Items listed in a dataset:
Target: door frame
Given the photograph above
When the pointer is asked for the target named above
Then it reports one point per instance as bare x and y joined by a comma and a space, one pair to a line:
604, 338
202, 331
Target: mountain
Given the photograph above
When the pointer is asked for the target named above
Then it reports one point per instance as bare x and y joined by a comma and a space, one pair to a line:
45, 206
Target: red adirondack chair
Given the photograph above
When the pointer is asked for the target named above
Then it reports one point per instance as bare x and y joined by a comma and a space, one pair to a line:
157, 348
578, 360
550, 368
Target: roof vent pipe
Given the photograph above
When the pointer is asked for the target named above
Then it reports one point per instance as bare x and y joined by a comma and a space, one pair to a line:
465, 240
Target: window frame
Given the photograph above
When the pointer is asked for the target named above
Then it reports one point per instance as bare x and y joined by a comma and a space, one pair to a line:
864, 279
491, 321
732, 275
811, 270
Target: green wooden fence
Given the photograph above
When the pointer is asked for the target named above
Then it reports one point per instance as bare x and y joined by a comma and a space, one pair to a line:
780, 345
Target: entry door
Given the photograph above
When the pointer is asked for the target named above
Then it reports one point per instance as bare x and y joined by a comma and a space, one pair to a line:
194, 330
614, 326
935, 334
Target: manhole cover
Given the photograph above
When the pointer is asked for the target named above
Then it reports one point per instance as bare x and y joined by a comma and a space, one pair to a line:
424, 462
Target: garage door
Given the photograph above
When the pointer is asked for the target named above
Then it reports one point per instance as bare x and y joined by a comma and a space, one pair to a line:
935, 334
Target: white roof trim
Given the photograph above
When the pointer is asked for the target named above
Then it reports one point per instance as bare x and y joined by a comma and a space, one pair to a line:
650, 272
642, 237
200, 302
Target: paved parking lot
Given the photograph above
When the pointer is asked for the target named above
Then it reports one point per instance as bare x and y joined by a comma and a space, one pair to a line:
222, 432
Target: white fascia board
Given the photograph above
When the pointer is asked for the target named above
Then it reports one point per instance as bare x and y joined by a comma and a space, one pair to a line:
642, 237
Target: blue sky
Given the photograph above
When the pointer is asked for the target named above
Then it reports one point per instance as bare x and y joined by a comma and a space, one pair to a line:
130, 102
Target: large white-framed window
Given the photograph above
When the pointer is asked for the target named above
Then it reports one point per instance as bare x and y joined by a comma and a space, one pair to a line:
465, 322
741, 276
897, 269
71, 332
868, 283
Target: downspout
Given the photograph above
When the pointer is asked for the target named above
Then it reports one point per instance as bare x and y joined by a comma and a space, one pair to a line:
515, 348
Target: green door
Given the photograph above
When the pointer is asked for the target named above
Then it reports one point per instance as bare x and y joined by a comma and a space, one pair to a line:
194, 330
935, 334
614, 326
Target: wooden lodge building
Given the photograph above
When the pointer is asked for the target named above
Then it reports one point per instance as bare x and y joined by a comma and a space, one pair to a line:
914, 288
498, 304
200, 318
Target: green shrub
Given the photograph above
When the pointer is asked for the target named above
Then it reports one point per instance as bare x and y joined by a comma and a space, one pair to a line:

Short task
Can you restate every record above word for word?

Result of the exercise
Target: door frame
Given the photograph above
When the pointer is asked for the target named above
Then it reports one point per instance as bare x and y joined by a comma and a space, one pair to a line:
604, 338
202, 331
Target: mountain
Given the photograph above
When the pointer is asked for the target named above
Then it reports one point per instance as bare x and y joined by a comma and a space, one pair to a line:
45, 206
Target: red adirondack chair
Given the photograph above
When the pointer is asked for the target named above
Then it reports one point per instance as bare x and y joined by a comma and a space, one pair to a line:
157, 348
578, 360
550, 368
Target: roof vent pipe
Given the photograph above
When the pointer is asked for the target named above
Then it reports one point per instance as bare x and y joined by a comma and a space, one pair to a line:
465, 240
Target: window frame
Given the photograph above
When the pointer is asked for the target named above
Then it reports one point per instance as bare x and y joined by a comma and a space, one pair to a line:
864, 279
491, 321
732, 275
811, 270
Target: green wooden fence
Given the photograph above
When the pointer is asked for the target named above
Then it reports one point per instance as bare x and y joined by a comma and a space, one pair to a line:
780, 345
Target: entry door
Given the photograph above
When the pointer is asked for the target named above
Then it reports one point per instance as bare x and y joined by a comma and a space, one pair to a line:
194, 330
614, 326
935, 334
Target: manhole cover
Given the photograph above
When the pointer is asked for the target named above
Then it reports one point per instance as bare x and y joined by a comma and a space, one pair to a line:
424, 462
Target: garage door
Given the photograph above
When the pointer is asked for the target named above
Then it reports one point per instance as bare x and y joined by a comma and a space, one pair to a line:
935, 334
Target: white roof trim
Given the photograph above
When the pointer is asked for the target named above
Then it reports one point per instance as bare x and y joined by a comma and a space, one pair to a line:
650, 272
642, 237
200, 302
Target: paved parking lot
Given the photograph above
When the pointer is asked for the target named above
Then it reports one point per instance as bare x and y joined by a comma and a space, one pair to a line:
222, 432
Target: white fascia board
Given the photograph above
When the pointer is asked for the target named above
Then it reports one point per instance as bare x and y joined by a comma and a space, one pair to a line:
642, 237
Target: blue sky
Given the photograph above
When the pointer is asked for the target named above
Then it reports one point per instance as bare x and y joined by a comma and a space, one pair to a line:
130, 102
Target: large white-framed window
Given the photograph above
When the pointer is asked for the target named above
Then it reports one point per instance as bare x and y joined by a comma and a space, one pair to a line:
465, 322
741, 276
897, 269
71, 332
868, 283
Target: downspout
Given the photograph above
When the pointer is asked for the target named above
Then it reports one point per instance as bare x and y joined by a comma and a space, one pair to a line:
515, 348
Target: green door
Given the photograph above
When the pointer is asked for the target named above
Then it reports one point per instance as bare x and y joined by a comma and a space, one pair to a line:
194, 330
935, 334
614, 326
Target: wooden lodge building
Given the photograph above
When the pointer is asked for the target named above
Then it reports one point per instance as bare x and y joined by a comma and a space, one pair to a line:
914, 288
498, 304
200, 318
Target: green shrub
Given the photograph above
When the pointer is asked for the target named above
Then it reports one point per instance as bare x and y joined by a comma and a space, one pair to a line:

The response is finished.